* ASSIGNED TASK
Every entry in the following listing must be restated word for word, though not its pictures.

* DATA FOR THIS TASK

=-=-=

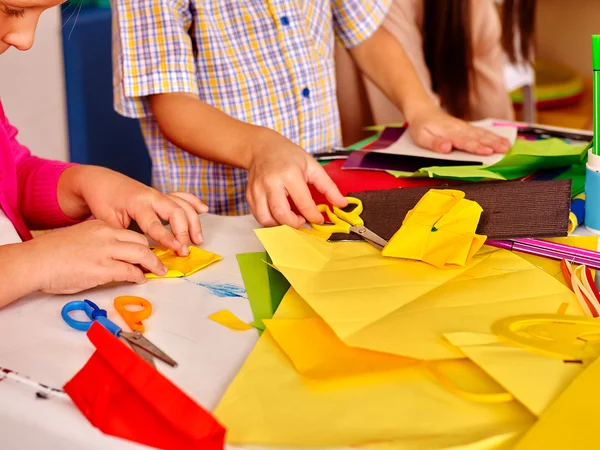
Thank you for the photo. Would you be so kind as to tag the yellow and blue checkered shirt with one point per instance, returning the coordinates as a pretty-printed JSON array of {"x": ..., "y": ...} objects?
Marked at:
[{"x": 265, "y": 62}]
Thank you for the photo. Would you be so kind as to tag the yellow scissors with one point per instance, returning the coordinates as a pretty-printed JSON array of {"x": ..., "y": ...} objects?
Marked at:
[{"x": 349, "y": 222}]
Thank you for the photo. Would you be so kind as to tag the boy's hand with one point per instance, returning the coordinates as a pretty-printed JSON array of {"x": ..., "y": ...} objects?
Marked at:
[
  {"x": 279, "y": 170},
  {"x": 117, "y": 199},
  {"x": 90, "y": 254},
  {"x": 436, "y": 130}
]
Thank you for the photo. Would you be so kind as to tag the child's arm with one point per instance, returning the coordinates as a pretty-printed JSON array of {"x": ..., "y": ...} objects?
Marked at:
[
  {"x": 277, "y": 167},
  {"x": 53, "y": 194},
  {"x": 382, "y": 58},
  {"x": 117, "y": 200},
  {"x": 81, "y": 257},
  {"x": 19, "y": 277}
]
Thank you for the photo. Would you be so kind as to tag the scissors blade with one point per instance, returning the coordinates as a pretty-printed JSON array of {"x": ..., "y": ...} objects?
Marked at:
[
  {"x": 147, "y": 356},
  {"x": 137, "y": 339},
  {"x": 369, "y": 236}
]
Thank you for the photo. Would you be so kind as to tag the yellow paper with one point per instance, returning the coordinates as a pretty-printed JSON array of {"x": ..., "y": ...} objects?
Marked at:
[
  {"x": 229, "y": 320},
  {"x": 317, "y": 352},
  {"x": 404, "y": 307},
  {"x": 183, "y": 266},
  {"x": 269, "y": 403},
  {"x": 440, "y": 230},
  {"x": 500, "y": 442},
  {"x": 534, "y": 380},
  {"x": 571, "y": 422}
]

=-=-=

* RESPONSE BOX
Thank you for the photo. Would you be so kind as to tag the yellow and blue checkered shirt with one point per instance, returning the coordinates as a pretty-printed JSON array of {"x": ..., "y": ...} objects?
Marked at:
[{"x": 265, "y": 62}]
Thank you for the photo. Would you be so kind as to tag the yellow scissors with one point per instance, returning the coordinates as a pretty-printed JSON array of {"x": ..., "y": ...} objects?
Marked at:
[{"x": 349, "y": 222}]
Thank you for the photo. Would you be so kind as to tag the boy's hand with one point per instance, returning the coordinates as a pretty-printed JSON array of {"x": ..., "y": ...} objects?
Marked at:
[
  {"x": 279, "y": 170},
  {"x": 117, "y": 199},
  {"x": 90, "y": 254},
  {"x": 436, "y": 130}
]
Thank you for the photo. Would you be so kind as to tag the child's arm with one point per instance, returning the coordinates as a pretty-printed JSON array of {"x": ..., "y": ...} objects?
Marked at:
[
  {"x": 277, "y": 167},
  {"x": 53, "y": 194},
  {"x": 382, "y": 58},
  {"x": 117, "y": 200},
  {"x": 81, "y": 257},
  {"x": 19, "y": 277}
]
Thank you for the photo. Would you be so kind as to tag the scissors blade with one point per instance, returning the coordinates as a pretty-printed JSON array of {"x": ..., "y": ...} objects?
Marked at:
[
  {"x": 147, "y": 356},
  {"x": 137, "y": 339},
  {"x": 369, "y": 236}
]
Thank you for the photo. Would you be so kind as to tag the yellow paper with one point per instance, returning the coordinates as a pretty-printed JSON array of {"x": ..., "y": ...} objects?
Marked at:
[
  {"x": 229, "y": 320},
  {"x": 317, "y": 352},
  {"x": 404, "y": 307},
  {"x": 183, "y": 266},
  {"x": 269, "y": 403},
  {"x": 440, "y": 230},
  {"x": 500, "y": 442},
  {"x": 534, "y": 380},
  {"x": 571, "y": 422}
]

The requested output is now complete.